## PROBLEM TO SOLVE
Turn the lines below into a Markdown table with a Row column giving each row's number and a Line column holding the line itself. Skip any blank lines.

## MATERIAL TO PROCESS
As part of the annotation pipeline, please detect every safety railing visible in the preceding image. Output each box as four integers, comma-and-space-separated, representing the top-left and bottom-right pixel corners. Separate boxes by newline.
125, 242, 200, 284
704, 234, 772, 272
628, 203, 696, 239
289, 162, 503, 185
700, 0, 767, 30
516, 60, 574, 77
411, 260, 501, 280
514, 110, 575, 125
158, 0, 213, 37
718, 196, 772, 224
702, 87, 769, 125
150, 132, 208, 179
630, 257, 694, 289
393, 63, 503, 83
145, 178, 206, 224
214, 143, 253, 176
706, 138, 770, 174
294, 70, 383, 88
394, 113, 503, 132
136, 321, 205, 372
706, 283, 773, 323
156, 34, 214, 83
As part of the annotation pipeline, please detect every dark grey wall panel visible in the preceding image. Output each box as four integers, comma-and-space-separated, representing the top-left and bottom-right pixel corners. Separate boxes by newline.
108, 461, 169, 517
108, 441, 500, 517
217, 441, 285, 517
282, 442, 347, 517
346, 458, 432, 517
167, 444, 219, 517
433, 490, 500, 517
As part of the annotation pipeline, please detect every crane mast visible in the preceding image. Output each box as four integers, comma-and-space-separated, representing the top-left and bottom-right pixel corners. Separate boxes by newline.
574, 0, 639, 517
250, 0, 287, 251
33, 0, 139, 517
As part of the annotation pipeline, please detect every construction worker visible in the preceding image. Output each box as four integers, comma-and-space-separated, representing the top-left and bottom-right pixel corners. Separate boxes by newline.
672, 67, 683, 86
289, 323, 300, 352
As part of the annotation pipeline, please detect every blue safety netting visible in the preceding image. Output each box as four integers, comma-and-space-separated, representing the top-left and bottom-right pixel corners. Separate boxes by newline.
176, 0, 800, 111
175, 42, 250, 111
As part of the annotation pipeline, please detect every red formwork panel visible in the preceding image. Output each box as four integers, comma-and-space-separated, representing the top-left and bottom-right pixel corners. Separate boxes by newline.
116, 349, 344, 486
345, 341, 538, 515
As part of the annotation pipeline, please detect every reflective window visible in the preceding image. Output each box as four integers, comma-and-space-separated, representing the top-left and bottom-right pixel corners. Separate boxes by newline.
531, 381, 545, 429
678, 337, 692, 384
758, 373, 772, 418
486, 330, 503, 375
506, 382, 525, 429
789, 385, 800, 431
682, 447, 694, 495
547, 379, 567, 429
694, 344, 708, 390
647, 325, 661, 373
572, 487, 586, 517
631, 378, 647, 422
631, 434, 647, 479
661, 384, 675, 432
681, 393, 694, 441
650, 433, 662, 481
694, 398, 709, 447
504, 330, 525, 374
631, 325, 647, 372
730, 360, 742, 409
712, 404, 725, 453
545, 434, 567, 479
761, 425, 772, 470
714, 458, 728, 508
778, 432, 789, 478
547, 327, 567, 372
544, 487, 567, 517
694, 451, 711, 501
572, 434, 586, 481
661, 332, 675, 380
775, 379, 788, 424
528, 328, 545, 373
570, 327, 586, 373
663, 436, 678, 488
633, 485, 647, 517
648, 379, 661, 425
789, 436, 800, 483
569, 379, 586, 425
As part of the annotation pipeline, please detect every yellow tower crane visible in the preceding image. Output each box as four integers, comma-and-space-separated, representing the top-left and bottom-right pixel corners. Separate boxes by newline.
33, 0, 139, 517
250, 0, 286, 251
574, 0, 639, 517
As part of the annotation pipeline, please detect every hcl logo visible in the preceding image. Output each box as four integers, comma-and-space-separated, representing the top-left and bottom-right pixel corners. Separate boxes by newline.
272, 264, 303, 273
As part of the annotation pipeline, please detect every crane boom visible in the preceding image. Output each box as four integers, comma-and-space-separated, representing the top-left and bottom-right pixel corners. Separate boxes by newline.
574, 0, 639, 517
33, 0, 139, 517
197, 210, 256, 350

## FINISHED EXERCISE
| Row | Line |
|---|---|
| 1 | As part of the annotation pipeline, please detect every safety railing visible in the preceding image. Output each box as four integers, comma-and-space-separated, representing the top-left and bottom-right pixel corners. Separate boxes by newline. |
| 2 | 125, 242, 200, 284 |
| 3 | 704, 234, 772, 272 |
| 4 | 628, 203, 696, 239 |
| 5 | 289, 162, 503, 185 |
| 6 | 700, 0, 767, 30 |
| 7 | 516, 60, 574, 77 |
| 8 | 411, 260, 501, 280 |
| 9 | 514, 110, 575, 125 |
| 10 | 158, 0, 213, 37 |
| 11 | 718, 196, 772, 224 |
| 12 | 702, 87, 769, 125 |
| 13 | 150, 132, 208, 179 |
| 14 | 630, 257, 694, 289 |
| 15 | 393, 63, 503, 83 |
| 16 | 145, 178, 206, 224 |
| 17 | 214, 143, 253, 176 |
| 18 | 706, 138, 770, 174 |
| 19 | 294, 70, 383, 88 |
| 20 | 394, 113, 503, 132 |
| 21 | 136, 321, 205, 372 |
| 22 | 706, 283, 773, 323 |
| 23 | 156, 34, 214, 83 |
| 24 | As part of the annotation pipeline, please detect every dark grey wall panel visible in the preceding image. Output each box as four integers, comma-and-space-separated, representing the top-left and bottom-right pixel corners. Separate boxes by newline. |
| 25 | 108, 461, 169, 517 |
| 26 | 108, 441, 500, 517 |
| 27 | 217, 441, 285, 517 |
| 28 | 282, 442, 347, 517 |
| 29 | 346, 458, 432, 517 |
| 30 | 167, 444, 219, 517 |
| 31 | 433, 490, 500, 517 |
| 32 | As part of the annotation pipeline, please detect every crane mast visible in the preceding image. Output each box as four integers, comma-and-space-separated, representing the top-left and bottom-right pixel corners. Separate boxes by newline. |
| 33 | 574, 0, 639, 517 |
| 34 | 250, 0, 287, 251 |
| 35 | 33, 0, 139, 517 |
| 36 | As part of the annotation pipeline, please detect every construction worker visible in the preceding image. Output each box as four integers, comma-and-space-separated, representing the top-left and bottom-right pixel corners. Separate boxes by newline. |
| 37 | 672, 67, 683, 86 |
| 38 | 289, 323, 300, 352 |
| 39 | As part of the annotation pipeline, please detect every blue safety netting visible in the preceding image. Output each box as four integers, comma-and-space-separated, representing the top-left and bottom-right pixel corners. Separate boxes by newline. |
| 40 | 176, 0, 800, 111 |
| 41 | 175, 42, 250, 111 |
| 42 | As part of the annotation pipeline, please detect every red formwork panel visible in the preceding image. Output each box as four integers, comma-and-space-separated, representing the top-left and bottom-right pixel corners. Separate boxes by newline. |
| 43 | 116, 349, 344, 486 |
| 44 | 345, 341, 538, 515 |
| 45 | As part of the annotation pipeline, please detect every reflective window visible in the preceding image. Output each box as four integers, comma-and-space-separated, representing the top-left and bottom-right pixel corners. Separate boxes by newline. |
| 46 | 531, 381, 545, 429 |
| 47 | 678, 337, 692, 384 |
| 48 | 758, 373, 772, 418 |
| 49 | 486, 330, 503, 375 |
| 50 | 506, 382, 525, 429 |
| 51 | 789, 385, 800, 431 |
| 52 | 682, 447, 694, 495 |
| 53 | 547, 379, 567, 429 |
| 54 | 694, 344, 708, 390 |
| 55 | 647, 325, 661, 373 |
| 56 | 572, 487, 586, 517 |
| 57 | 631, 378, 647, 422 |
| 58 | 631, 434, 647, 479 |
| 59 | 661, 384, 675, 432 |
| 60 | 681, 393, 694, 441 |
| 61 | 650, 433, 662, 481 |
| 62 | 694, 398, 709, 447 |
| 63 | 504, 330, 525, 374 |
| 64 | 631, 325, 647, 372 |
| 65 | 730, 360, 742, 409 |
| 66 | 712, 404, 725, 453 |
| 67 | 545, 434, 567, 479 |
| 68 | 761, 425, 772, 470 |
| 69 | 714, 458, 728, 508 |
| 70 | 778, 432, 789, 478 |
| 71 | 547, 327, 567, 372 |
| 72 | 544, 487, 567, 517 |
| 73 | 694, 451, 711, 501 |
| 74 | 572, 434, 586, 481 |
| 75 | 661, 332, 675, 380 |
| 76 | 775, 379, 788, 424 |
| 77 | 528, 328, 545, 373 |
| 78 | 570, 327, 586, 373 |
| 79 | 663, 436, 678, 488 |
| 80 | 633, 485, 647, 517 |
| 81 | 648, 379, 661, 425 |
| 82 | 789, 436, 800, 483 |
| 83 | 569, 379, 586, 425 |
| 84 | As part of the annotation pipeline, please detect every yellow tower crane visible in the preceding image. Output each box as four integers, comma-and-space-separated, representing the top-left and bottom-right pixel corners. Separate boxes by newline. |
| 85 | 33, 0, 139, 517 |
| 86 | 250, 0, 286, 251 |
| 87 | 574, 0, 639, 517 |
| 88 | As part of the annotation pipeline, please detect every hcl logo visible in the preceding image. Output each box as four integers, comma-and-space-separated, representing the top-left and bottom-right pixel corners. Separate boxes by newline. |
| 89 | 272, 264, 303, 273 |
| 90 | As part of the annotation pipeline, please detect every crane boom visible in the preceding image. Output each box as four integers, comma-and-space-separated, representing the top-left and bottom-right pixel corners. Separate boxes by newline. |
| 91 | 574, 0, 639, 517 |
| 92 | 33, 0, 139, 517 |
| 93 | 197, 210, 256, 350 |